• Saved entries:

•••

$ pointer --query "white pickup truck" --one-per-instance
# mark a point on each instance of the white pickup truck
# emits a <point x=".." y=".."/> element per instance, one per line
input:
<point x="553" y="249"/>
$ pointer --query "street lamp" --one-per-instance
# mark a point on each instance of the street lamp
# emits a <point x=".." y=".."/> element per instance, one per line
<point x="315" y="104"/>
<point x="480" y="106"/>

•••

Find the word "street" in the records. Copy every line it appears in.

• RESPONSE:
$ pointer --query "street lamp" --one-per-instance
# mark a point on each instance of the street lamp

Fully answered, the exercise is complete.